— BEGIN Data extract —

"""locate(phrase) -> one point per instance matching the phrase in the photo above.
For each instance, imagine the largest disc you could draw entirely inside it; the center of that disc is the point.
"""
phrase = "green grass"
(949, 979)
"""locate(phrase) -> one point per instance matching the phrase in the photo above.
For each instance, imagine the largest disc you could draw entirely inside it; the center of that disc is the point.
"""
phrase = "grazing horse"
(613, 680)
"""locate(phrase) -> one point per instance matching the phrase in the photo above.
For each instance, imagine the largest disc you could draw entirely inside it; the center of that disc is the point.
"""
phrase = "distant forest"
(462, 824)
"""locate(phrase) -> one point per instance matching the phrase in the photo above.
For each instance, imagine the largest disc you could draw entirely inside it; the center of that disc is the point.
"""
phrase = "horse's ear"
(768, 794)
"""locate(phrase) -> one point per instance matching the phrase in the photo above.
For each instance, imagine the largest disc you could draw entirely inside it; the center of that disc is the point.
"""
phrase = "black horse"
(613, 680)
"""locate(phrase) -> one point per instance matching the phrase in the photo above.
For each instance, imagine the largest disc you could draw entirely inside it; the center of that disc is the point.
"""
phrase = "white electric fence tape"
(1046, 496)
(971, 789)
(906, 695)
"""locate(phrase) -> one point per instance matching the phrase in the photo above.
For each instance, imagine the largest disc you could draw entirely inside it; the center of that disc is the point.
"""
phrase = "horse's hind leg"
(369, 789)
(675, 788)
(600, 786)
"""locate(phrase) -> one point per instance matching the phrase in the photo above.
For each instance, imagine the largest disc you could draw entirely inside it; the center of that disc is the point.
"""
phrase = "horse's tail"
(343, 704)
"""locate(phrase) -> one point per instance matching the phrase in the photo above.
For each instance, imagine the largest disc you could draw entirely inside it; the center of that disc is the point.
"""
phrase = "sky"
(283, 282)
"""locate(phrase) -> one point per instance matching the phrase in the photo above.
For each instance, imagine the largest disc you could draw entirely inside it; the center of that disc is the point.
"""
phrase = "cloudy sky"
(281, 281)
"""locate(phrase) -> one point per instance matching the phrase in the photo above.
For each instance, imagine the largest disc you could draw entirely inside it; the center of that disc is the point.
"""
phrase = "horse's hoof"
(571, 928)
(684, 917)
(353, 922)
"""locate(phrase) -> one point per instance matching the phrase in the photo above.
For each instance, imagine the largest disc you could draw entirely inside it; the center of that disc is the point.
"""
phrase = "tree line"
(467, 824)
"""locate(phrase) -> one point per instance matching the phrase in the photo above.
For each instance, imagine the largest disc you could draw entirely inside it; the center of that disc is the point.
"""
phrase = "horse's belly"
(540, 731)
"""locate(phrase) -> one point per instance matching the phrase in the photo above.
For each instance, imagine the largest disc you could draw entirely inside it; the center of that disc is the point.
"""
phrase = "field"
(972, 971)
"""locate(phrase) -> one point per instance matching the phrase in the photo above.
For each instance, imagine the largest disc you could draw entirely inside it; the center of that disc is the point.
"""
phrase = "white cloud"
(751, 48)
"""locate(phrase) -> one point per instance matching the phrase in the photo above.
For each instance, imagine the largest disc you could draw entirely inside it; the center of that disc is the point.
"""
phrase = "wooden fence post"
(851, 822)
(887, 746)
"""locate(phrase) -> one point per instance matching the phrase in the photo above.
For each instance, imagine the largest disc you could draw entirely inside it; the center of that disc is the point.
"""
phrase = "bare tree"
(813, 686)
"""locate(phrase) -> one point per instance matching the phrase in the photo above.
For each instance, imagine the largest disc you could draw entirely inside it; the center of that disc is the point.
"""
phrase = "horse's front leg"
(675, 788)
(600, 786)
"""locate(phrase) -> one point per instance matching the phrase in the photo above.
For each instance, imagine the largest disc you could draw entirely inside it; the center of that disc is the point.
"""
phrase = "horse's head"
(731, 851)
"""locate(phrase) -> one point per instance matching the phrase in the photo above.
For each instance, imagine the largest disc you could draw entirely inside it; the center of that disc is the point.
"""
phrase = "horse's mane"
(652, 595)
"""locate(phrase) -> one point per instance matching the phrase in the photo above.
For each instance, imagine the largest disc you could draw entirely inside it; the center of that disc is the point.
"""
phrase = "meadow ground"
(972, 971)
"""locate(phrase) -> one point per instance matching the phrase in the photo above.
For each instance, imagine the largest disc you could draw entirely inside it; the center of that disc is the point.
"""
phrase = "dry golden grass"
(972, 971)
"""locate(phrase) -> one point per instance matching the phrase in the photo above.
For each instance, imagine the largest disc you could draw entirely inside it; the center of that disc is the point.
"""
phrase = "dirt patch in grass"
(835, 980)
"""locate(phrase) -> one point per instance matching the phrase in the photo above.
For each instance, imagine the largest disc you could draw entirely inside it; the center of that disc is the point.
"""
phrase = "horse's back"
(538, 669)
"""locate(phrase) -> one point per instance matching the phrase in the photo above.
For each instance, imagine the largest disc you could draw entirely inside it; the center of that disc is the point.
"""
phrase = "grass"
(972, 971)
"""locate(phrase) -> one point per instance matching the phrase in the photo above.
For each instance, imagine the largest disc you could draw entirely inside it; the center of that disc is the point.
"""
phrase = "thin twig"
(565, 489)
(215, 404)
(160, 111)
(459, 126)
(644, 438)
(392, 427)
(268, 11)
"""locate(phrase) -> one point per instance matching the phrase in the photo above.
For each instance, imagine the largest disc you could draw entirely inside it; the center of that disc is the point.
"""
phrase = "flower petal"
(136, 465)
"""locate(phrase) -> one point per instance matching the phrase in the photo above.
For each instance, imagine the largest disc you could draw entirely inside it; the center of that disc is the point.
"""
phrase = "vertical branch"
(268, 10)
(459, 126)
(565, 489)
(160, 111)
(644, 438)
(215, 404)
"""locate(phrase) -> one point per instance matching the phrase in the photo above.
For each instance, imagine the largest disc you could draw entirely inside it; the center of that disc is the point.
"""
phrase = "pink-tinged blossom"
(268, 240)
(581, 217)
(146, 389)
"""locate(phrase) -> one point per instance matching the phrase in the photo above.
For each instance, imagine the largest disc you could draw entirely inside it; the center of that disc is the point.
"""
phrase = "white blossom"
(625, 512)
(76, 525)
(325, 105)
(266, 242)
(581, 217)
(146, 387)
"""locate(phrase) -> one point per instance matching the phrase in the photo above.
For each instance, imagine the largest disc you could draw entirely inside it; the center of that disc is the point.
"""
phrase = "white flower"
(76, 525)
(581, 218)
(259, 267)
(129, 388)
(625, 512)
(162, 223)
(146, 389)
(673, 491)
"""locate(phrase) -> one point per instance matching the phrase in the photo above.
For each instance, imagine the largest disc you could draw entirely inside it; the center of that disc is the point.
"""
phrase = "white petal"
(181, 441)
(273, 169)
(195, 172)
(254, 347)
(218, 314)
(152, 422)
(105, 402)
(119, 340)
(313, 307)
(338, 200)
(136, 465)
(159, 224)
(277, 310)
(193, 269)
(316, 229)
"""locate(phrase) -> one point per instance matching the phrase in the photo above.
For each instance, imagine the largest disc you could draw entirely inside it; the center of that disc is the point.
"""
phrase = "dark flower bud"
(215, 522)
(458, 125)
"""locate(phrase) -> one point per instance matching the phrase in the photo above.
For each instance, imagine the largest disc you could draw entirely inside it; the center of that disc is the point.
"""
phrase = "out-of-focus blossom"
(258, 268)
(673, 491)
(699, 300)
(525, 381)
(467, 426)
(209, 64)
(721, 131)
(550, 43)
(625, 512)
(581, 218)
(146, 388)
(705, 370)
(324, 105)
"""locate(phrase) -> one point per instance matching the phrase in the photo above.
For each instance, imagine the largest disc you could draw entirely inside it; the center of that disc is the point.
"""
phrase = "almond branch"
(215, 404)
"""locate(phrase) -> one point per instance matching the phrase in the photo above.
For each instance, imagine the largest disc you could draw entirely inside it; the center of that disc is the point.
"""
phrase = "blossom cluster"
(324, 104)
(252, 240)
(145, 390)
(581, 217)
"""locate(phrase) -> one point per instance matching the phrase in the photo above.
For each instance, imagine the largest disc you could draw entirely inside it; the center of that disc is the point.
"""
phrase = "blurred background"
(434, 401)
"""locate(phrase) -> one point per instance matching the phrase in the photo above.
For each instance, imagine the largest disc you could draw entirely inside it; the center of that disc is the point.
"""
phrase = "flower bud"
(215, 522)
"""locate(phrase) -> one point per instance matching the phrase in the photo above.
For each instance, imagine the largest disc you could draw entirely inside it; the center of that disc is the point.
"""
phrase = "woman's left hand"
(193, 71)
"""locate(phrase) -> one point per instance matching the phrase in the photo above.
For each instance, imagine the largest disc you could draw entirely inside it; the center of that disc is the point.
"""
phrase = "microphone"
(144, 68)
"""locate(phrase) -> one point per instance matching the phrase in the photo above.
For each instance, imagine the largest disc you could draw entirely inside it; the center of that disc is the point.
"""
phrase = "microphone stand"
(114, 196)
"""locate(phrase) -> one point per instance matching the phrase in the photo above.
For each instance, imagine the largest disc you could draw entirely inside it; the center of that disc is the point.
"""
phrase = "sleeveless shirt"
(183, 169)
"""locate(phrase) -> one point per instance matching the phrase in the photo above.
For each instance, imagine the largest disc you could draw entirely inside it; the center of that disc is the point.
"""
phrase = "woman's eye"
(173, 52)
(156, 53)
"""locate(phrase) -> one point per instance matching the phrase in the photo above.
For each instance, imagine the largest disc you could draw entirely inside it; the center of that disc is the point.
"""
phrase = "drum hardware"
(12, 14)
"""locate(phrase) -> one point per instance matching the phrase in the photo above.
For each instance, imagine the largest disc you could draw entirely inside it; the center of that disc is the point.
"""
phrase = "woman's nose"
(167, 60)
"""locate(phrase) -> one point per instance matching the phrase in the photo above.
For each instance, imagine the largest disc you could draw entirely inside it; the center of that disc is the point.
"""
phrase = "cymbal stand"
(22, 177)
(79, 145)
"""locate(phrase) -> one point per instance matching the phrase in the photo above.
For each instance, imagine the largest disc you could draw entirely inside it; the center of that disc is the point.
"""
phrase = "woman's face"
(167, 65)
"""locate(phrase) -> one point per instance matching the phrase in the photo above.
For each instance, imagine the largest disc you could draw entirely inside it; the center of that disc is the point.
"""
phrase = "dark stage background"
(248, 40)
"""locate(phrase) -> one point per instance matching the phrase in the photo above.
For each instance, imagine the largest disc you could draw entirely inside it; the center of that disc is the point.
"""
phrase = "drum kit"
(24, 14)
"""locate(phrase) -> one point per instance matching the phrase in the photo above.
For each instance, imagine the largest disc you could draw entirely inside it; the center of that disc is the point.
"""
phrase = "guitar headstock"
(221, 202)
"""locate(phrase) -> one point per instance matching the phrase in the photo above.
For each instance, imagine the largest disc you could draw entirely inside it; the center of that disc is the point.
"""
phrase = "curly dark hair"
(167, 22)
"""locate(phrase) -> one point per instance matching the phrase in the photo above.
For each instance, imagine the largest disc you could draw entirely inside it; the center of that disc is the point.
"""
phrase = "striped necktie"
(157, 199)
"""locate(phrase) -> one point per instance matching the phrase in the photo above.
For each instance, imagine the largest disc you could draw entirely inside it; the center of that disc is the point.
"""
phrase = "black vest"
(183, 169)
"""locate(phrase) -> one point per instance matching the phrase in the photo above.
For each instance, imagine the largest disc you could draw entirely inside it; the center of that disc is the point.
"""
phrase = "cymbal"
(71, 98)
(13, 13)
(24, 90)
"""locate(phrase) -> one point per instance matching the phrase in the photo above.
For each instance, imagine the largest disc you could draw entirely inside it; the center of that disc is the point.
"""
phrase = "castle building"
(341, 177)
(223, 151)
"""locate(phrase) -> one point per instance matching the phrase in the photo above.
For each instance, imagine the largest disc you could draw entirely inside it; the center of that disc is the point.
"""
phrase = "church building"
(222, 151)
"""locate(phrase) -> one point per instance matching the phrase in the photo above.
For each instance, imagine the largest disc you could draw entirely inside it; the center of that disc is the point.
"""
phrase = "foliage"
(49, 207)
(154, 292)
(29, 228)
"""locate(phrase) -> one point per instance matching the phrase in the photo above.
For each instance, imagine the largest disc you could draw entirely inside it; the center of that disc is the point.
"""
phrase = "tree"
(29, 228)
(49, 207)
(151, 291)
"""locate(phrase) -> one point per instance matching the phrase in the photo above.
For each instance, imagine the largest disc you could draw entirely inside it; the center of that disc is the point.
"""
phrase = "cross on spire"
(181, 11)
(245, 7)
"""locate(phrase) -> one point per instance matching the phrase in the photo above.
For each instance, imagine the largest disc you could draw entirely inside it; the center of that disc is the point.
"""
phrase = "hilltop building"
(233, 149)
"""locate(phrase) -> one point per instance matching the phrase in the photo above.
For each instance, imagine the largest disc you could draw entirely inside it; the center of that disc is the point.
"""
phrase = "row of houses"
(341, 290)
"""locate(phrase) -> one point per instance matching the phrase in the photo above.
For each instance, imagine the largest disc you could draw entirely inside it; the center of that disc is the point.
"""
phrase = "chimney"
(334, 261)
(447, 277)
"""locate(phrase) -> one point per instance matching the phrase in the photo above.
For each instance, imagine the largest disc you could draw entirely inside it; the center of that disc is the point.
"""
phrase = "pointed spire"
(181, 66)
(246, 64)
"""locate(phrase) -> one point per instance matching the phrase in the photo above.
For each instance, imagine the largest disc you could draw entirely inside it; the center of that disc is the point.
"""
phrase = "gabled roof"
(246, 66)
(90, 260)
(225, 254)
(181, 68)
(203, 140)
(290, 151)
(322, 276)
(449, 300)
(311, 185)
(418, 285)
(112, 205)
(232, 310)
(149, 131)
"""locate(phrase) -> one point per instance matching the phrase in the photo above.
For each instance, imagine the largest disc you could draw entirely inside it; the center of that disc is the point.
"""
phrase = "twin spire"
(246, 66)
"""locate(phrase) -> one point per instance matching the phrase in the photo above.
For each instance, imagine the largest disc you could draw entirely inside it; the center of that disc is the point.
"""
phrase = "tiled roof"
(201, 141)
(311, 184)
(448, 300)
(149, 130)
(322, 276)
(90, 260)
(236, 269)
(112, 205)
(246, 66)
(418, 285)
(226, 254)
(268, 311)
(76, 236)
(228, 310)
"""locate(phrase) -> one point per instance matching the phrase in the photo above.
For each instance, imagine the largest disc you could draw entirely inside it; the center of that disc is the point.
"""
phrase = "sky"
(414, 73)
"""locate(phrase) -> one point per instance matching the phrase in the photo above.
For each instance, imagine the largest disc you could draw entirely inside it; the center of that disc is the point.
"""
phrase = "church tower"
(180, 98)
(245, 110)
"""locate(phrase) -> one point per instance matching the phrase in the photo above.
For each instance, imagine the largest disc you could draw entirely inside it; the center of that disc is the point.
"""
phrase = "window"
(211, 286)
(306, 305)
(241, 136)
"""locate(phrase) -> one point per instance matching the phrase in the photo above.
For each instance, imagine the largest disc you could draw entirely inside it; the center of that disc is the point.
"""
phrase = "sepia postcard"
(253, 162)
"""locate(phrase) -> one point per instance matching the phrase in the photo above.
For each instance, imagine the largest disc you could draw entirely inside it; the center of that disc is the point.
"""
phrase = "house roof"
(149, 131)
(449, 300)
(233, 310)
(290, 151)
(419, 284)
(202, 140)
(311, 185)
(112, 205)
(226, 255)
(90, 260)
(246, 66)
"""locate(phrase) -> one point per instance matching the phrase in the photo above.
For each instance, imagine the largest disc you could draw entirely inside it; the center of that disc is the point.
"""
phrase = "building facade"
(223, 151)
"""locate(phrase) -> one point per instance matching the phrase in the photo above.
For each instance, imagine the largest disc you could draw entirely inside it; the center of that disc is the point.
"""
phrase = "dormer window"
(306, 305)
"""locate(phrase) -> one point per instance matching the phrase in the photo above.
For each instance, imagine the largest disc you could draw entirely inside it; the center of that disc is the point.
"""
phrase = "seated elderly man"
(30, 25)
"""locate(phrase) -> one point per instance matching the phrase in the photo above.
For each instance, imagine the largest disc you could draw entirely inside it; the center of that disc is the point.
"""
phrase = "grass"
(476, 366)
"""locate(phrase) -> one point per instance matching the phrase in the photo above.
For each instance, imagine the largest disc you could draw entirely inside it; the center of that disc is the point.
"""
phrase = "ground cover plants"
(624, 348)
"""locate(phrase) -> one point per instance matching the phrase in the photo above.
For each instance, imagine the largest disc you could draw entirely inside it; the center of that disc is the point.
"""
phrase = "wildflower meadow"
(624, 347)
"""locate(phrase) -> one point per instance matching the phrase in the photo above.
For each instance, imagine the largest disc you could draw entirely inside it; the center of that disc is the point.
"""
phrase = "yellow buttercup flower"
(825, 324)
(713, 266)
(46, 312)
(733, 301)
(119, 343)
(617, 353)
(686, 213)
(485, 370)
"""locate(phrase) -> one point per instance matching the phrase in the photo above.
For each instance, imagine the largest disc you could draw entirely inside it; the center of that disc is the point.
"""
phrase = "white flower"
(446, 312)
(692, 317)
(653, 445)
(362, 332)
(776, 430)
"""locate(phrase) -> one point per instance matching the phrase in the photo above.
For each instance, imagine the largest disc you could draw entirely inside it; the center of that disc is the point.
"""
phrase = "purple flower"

— END Data extract —

- [Brief]
Find every line in the material above that contains the string "petal", and copy each of those lines.

- [Solution for this problem]
phrase = "flower petal"
phrase = "white petal"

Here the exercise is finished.